Page excerpt:
┄┄┄┄┄┄┄┄┄┄┄┄┄┄┄┄┄┄┄┄

# Sleep and Dreams > General Dream Discussion > Nightmares and Recurring Dreams >  >  Any way to stop recurring tooth loss/damage nightmares?

## exdreamer

So, recurring nightmares about tooth loss and tooth damage are very common.

Does anyone have any suggestions for stopping them?

My problem is that they make me really paranoid about my teeth the day after I have one. I can't stop thinking about how X or Y food is slowly rotting my teeth. It's silly, but there you go. It's not like I've ever even had problems with my teeth, except for wisdom teeth related things of course.

----------


## oniman7

Well, what you could do, is remember to RC whenever you do anything relating to your teeth. Look at them, brush them, even think about them. At this point, you'll hopefully do an RC when your teeth start to get damaged, and become lucid.

┄┄┄┄┄┄┄┄┄┄┄┄┄┄┄┄┄┄┄┄

Records shown:
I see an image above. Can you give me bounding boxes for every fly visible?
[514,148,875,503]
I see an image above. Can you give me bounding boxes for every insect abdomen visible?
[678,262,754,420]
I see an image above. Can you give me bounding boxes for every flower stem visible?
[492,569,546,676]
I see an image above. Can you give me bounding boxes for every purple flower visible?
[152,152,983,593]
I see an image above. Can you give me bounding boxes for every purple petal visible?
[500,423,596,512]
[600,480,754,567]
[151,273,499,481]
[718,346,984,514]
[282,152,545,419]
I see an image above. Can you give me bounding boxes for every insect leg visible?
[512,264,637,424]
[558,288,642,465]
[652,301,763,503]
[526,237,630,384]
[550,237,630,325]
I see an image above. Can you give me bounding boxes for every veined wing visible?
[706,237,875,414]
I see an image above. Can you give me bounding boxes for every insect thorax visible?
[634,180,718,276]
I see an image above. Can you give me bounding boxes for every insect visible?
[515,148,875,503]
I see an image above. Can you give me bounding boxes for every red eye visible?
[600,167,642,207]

┄┄┄┄┄┄┄┄┄┄┄┄┄┄┄┄┄┄┄┄

Work to do:
(a) Copy the passage from the forum thread on tooth-loss nightmares, starting at "## exdreamer" and ending at "things of course.".
(b) Continue the forum thread on recurring tooth-loss nightmares from where it stops.

Expected results:
(a)
## exdreamer

So, recurring nightmares about tooth loss and tooth damage are very common.

Does anyone have any suggestions for stopping them?

My problem is that they make me really paranoid about my teeth the day after I have one. I can't stop thinking about how X or Y food is slowly rotting my teeth. It's silly, but there you go. It's not like I've ever even had problems with my teeth, except for wisdom teeth related things of course.

(b)
----------


## exdreamer

Thanks. I hadn't even considered making use of it as a dream sign. ::roll::

----------


## Puffin

I've heard tooth loss in dreams have to do with feeling conscious about your appearance. Who knows if that's true or not, because dreams vary from person to person, but it's worth noting.

----------


## NastyDevil

I am having the same exact dreams and tend to have more of them if I start thinking about it before sleep or during the day; I guess I just learned to recognize that they aren't real and not worry about it.

----------


## Dannon Oneironaut

Yeah, stop masturbating! Those dreams are caused by too much masturbation.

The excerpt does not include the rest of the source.